**DIRECTION 1:** From the text below on Olympic hosting and economic growth, translate this sentence into Spanish: "China did very much the same thing when it hosted the 2008 Olympics in Beijing."
**DIRECTION 2:** In the text below on Olympic hosting and economic growth, what is India's average PPP income according to IMF data?

**TEXT SHOWN:**
** START **

All this is in striking contrast with the situation when Brazil won the bid to host the 2016 Olympics nearly a decade ago. This Latin American country was one of the stars of the global economy, not only for its rapid growth but also the way it had used government spending to tackle inequality. The Rio Olympics would have been an opportunity to showcase Brazilian economic success.
Economic performance seems to be a curiously good predictor of successful Olympic bids. Several countries other than Brazil have previously used the Olympic Games as an opportunity to signal their economic success to the rest of the world. One of the best examples of this was the Tokyo Olympics, which Japan used to both advertise its economic resurgence as well as tell the world that it had left behind its recent militaristic past.
“The autumn of 1964, when the Olympics came to Tokyo, was to be the greatest ceremonial celebration of Japan’s peaceful, post-war democratic revival. No longer a defeated nation in disgrace, Japan was respectable now. After years of feverish construction, of highways and stadiums, hotels, sewers, overhead railways, and subway lines, Tokyo was ready to receive the world with a grand display of love, peace, and sports,” writes Ian Buruma in his 2003 book on the rise of Japan, Inventing Japan: From Empire to Economic Miracle.
China did very much the same thing when it hosted the 2008 Olympics in Beijing. It was a statement that it had arrived on the world stage. Everything from the magnificent Bird’s Nest stadium where the opening ceremony was held to the super-fast trains to carry football fans from Beijing to Tianjin to the calls to citizens to make visitors feel welcome in their city was part of a bigger attempt to showcase Chinese economic success. It was the same story in Seoul in 1988, just as South Korea was ready to join the league of rich nations.
In fact, there has been an interesting pattern to Olympic bids after World War II. As I had pointed out in a column written before the Beijing Games, economic resurgence and hosting the Olympics seem to go together. The astonishing database of global incomes since the dawn of the common era that was built by economic historian Angus Maddison is a good place to see what has happened.
Most countries have hosted their first post-war Olympics when their per capita income in terms of purchasing power parity (PPP) was between $4,000 and $8,000, in terms of 1990 dollars. This is not restricted to developing countries alone (see table).
There is also a parallel Olympics curse, of some countries tumbling into an economic crisis around a decade after hosting an Olympics. Look at the South Korean economic crisis in 1997, the Greek meltdown after 2008, the collapse of the Soviet Union in 1991 and the current economic travails in Brazil. Some bears may even say that China will be brought down by this affliction in a couple of years, a decade after its coming-out party in 2008.
That brings us to an interesting question. When should India host its first Olympics? India has already reached the Olympic zone in terms of its per capita income in PPP dollars (even though the IMF estimates of PPP incomes are not strictly comparable to the Maddison estimates that end in the year 2010; the IMF uses current dollars while Maddison used 1990 dollars). India’s average PPP income is now $6,162, going by IMF data. Tokyo has already won the rights to host the 2020 tournament.
The winning bid for the next edition in 2024 is to be decided in September 2017, or just a little more than a year from now.
Should India throw its hat into the ring? India already makes the grade if one goes by its current per capita PPP income. It could very well cross the $10,000 mark by 2024 if it maintains its current rate of economic expansion. In other words, going by only economic indicators, India could be well placed to bid for the 2024 Olympics, as long as it does not allow the economy to go down the road that Brazil unfortunately took. And such a bid will be beautifully timed with two important political milestones. India will complete 75 years as an independent country in 2022. And it will begin celebrating its 75th year as an independent republic 2024.

** END **

**DATASET EXCERPTS:**
** START **

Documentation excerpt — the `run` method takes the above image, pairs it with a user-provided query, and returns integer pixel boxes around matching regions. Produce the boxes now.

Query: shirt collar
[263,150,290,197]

** END **
** START **

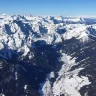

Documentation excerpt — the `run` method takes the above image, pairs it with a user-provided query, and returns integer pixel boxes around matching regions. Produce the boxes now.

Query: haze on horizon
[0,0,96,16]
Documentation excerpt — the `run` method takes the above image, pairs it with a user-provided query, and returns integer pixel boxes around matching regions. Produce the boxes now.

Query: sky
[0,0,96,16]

** END **

**EXPECTED OUTPUT 1:** China hizo prácticamente lo mismo cuando organizó los Juegos Olímpicos de 2008 en Pekín.

**EXPECTED OUTPUT 2:** $6,162